附录 - 在 Ubuntu 上为 Apache2 编译 php-zookeeper 源扩展

首先准备编译 C 源代码和 automake 工具,如果您还没有的话

sudo apt-get install build-essential checkinstall libcppunit-dev autoconf automake libtool ant

然后您需要从 C 源代码编译 libzookeeper

sudo git clone git://github.com/apache/zookeeper.git /usr/share/zookeeper
cd /usr/share/zookeeper/
sudo ant compile_jute
cd src/c
ACLOCAL="aclocal -I /usr/local/share/aclocal" sudo autoreconf -if
//OR//
ACLOCAL="aclocal -I /usr/share/aclocal" sudo autoreconf -if
sudo ./configure
sudo make
sudo make install

克隆 php-zookeeper 源代码,并使用 phpize 构建 PHP 扩展

apt-get install php5-dev
sudo git clone git://github.com/andreiz/php-zookeeper.git /usr/share/php-zookeeper
cd /usr/share/php-zookeeper
git checkout v0.2.1
phpize
sudo ./configure
sudo make
sudo make install
sudo echo "extension=zookeeper.so" > /etc/php5/cli/conf.d/zookeeper.ini
sudo echo "extension=zookeeper.so" > /etc/php5/apache2/conf.d/zookeeper.ini

在 cli 上测试是否工作,并重新启动 Apache!

echo '<?php $zoo = new Zookeeper("localhost:2181"); print_r($zoo->getChildren("/"));' | php
service apache2 restart

- [任务说明] 根据给定文本,说明在编译过程开始时先执行 "sudo apt-get install build-essential checkinstall libcppunit-dev autoconf automake libtool ant" 这条命令的目的。

- [数据集]
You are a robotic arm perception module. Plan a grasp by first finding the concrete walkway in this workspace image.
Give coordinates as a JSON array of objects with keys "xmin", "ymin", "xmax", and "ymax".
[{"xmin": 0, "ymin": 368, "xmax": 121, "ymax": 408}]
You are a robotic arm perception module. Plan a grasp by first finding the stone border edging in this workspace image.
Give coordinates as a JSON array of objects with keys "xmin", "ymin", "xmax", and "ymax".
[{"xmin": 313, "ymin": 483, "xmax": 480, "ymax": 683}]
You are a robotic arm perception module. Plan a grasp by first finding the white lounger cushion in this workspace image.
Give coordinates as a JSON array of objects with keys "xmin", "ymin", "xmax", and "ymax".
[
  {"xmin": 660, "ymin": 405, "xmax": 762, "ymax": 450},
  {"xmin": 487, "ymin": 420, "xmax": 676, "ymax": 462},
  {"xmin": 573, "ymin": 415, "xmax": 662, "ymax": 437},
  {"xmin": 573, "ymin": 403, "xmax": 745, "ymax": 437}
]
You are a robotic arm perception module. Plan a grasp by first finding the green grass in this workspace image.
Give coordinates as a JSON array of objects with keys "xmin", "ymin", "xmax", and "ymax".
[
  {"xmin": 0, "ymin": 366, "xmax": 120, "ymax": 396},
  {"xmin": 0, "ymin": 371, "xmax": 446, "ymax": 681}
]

- [参考答案] 这条命令用来准备编译 C 源代码所需的工具和 automake 工具。如果系统中还没有这些工具,就要先执行这一步。